[Begin RECORDS SUPPLIED]

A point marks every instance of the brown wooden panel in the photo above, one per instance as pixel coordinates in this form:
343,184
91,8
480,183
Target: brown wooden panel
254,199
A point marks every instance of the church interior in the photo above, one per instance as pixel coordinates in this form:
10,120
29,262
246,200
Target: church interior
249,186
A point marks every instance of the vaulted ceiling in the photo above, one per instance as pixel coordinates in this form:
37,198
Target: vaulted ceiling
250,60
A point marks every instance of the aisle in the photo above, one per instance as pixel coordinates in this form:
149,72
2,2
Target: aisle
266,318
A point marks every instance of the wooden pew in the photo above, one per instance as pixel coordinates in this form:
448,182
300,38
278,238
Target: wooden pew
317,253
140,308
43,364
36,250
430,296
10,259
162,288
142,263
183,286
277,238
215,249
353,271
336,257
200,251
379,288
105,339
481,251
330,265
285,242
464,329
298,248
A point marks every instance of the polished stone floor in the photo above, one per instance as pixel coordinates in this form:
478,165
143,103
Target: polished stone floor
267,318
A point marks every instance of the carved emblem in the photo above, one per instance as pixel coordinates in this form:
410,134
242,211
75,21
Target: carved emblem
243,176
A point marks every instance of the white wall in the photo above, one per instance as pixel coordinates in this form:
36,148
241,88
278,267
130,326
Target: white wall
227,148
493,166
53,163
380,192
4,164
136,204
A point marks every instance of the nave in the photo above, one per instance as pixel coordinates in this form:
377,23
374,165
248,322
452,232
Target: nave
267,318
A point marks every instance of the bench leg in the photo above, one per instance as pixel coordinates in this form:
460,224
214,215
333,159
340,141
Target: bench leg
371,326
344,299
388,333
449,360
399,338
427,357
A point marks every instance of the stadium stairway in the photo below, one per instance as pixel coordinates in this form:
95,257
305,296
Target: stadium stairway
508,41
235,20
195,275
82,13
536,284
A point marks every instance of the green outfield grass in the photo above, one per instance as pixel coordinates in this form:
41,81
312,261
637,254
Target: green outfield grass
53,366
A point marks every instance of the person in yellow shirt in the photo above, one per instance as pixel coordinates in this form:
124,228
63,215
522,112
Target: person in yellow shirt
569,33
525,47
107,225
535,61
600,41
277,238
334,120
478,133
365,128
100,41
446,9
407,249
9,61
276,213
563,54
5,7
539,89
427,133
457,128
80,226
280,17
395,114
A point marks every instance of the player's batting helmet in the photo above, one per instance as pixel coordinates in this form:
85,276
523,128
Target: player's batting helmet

[End RECORDS SUPPLIED]

Copy every line verbatim.

A point marks every instance of the brown wooden panel in the photo above, one per instance as pixel coordinates in this form:
343,184
91,8
480,183
Target: brown wooden panel
254,199
A point marks every instance of the church interior in the photo above, one per instance as pixel coordinates in this form:
10,120
29,262
246,200
Target: church interior
249,186
A point marks every instance of the vaulted ceiling in the photo above, one per instance as pixel coordinates in this form:
37,198
Target: vaulted ceiling
250,60
A point marks every instance of the aisle in the photo above, one per instance as pixel coordinates in this form:
149,72
2,2
Target: aisle
266,318
A point marks every instance of the wooden pew in the photo above, one per instance as pixel coordinates in this form:
448,182
300,38
278,238
Target: wooden pew
317,253
140,308
43,364
36,250
430,296
10,259
162,288
142,263
183,286
277,238
215,249
353,271
336,257
200,251
379,288
105,339
481,251
330,265
285,242
464,329
298,248
A point marks every instance of the polished stone floor in the photo above, one per instance as pixel coordinates in this form:
478,165
143,103
Target: polished stone floor
267,318
A point marks every instance of the carved emblem in the photo above, one per instance as pixel coordinates in this form:
410,134
242,211
75,21
Target: carved emblem
243,176
A point marks every instance of the white wall in the photo above, one per instance as pixel coordinates in this form:
36,148
241,88
278,267
130,326
Target: white wall
227,148
493,166
53,163
380,192
4,164
136,204
A point marks every instance of the nave in the photo above, one per instance as pixel coordinates in this form:
377,23
374,165
248,322
452,232
Target: nave
267,318
A point marks every instance of the bench leg in the photo above, one per instance as pixel coordinates in this form:
460,224
214,215
333,159
340,141
Target: bench leg
371,326
344,299
388,333
449,360
399,338
427,357
A point marks every instance of the stadium stairway in the photo below, one per instance as pixel coordinates in this form:
95,257
305,296
Target: stadium stairway
508,41
235,20
195,275
82,13
536,284
A point marks every instance of the green outfield grass in the photo above, one per instance as pixel coordinates in this form:
41,81
312,261
637,254
Target: green outfield grass
53,366
A point marks every instance of the person in yellow shirt in the photo above, one per instance as pixel coordinates in this form:
124,228
63,215
522,112
Target: person in yellow shirt
569,33
525,47
107,225
535,61
600,41
277,238
334,120
478,133
365,128
100,41
446,9
407,249
9,61
276,213
563,54
5,7
539,89
427,133
457,128
80,226
280,17
395,114
A point marks every instance of the player's batting helmet in the photo above, one per instance as pixel coordinates in this form:
85,276
523,128
Target: player's batting helmet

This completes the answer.